*Soal Tertulis*
Jawablah pertanyaan berikut berdasarkan teks tentang putusan MK atas UU Ciptaker di bawah ini.
(a) Menurut Denny Indrayana, uji formil UU Ciptaker dilakukan MK untuk menilai apa?
(b) Bivitri Susanti disebut sebagai pakar hukum tata negara dari lembaga mana?
(c) Apa dua alasan putusan MK yang menyatakan UU Ciptaker inkonstitusional bersyarat?

*Teks yang Diberikan*
++++

By Ummu Azka
Mahkamah Konstitusional telah mengeluarkan putusan terkait uji formil UU CIPTAKER yang ramai diperbincangkan. Dalam putusan tersebut MK menyebutkan bahwa UU no 11 tahun 2020 tentang ciptaker merupakan aturan yang inkonstitusional bersyarat.
Uji formil yang dilakukan pertama kali dalam sejarah ini pula menghasilkan keputusan yang mengawali sejarah. Pasalnya, baru kali ini MK memberi semacam perlakuan khusus kepada UU yang terbukti inkonstitusional, namun diberikan embel embel bersyarat.
Mengenai hal tersebut, Guru Besar Hukum Tata Negara, Denny Indrayana, menilai MK mencoba mengakomodasi berbagai kepentingan dan mengambil jalan tengah yang membuat putusan menjadi ambigu. Mantan Wamenkumham itu mengatakan uji formil UU Ciptaker dilakukan MK untuk menilai keabsahan prosedur pembuatan UU, bukan terkait isinya.
"Seharusnya, agar tidak ambigu, MK tegas saja membatalkan UU Ciptaker dan kalaupun ingin memberi ruang perbaikan, itu tidak dapat dijadikan alasan untuk suatu UU yang dinyatakan melanggar konstitusi untuk tetap berlaku," ujar Denny
Pendapat senada dipaparkan oleh Pakar Hukum Tata Negara dari STIH Jentera, Bivitri Susanti, mengatakan putusan inkonstitusional bersyarat (conditionally unconstitutional) dua tahun tak lepas dari pertimbangan politik. Bivitri menilai hal itu bukan sebuah kemenangan bagi para pemohon meskipun uji formil dikabulkan.
Direktur Pusat Studi Konstitusi (Pusako) Fakultas Hukum Universitas Andalas Padang, Feri Amsari mengungkapkan adanya kejanggalan pada putusan MK tersebut. Semestinya saat diputuskan inkonstitusional maka seluruhnya dibatalkan tanpa diberi kesempatan untuk perbaikan.
UU Ciptaker Pemukul Hak Rakyat
Seperti diketahui, UU Ciptaker menjadi ramai diperbincangkan karena banyak kejanggalan. Mulai dari awal penyusunan hingga pengesahan banyak yang menduga aturan tersebut merupakan pesanan pemilik kepentingan.
Sementara itu, putusan MK yang memberikan kebijakan inkonstitusional bersyarat adalah karena dua alasan yakni
Pertama, metode penggabungan (omnibus law) UU Ciptaker tidak jelas, apakah ia UU baru atau melakukan revisi? Kedua, tidak memegang asas keterbukaan pada publik
dan memberi tempo selama dua tahun untuk memperbaiki isinya, hal tersebut jelas merupakan tindakan inkonstitusional berikutnya.

++++

*Cuplikan Dataset*

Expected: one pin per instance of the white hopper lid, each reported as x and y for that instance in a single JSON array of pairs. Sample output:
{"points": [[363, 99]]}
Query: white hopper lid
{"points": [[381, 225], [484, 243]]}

++++

*Hasil*
(a) Untuk menilai keabsahan prosedur pembuatan UU, bukan isinya.
(b) STIH Jentera.
(c) Pertama, metode penggabungan (omnibus law) UU Ciptaker tidak jelas, apakah UU baru atau revisi. Kedua, tidak memegang asas keterbukaan pada publik.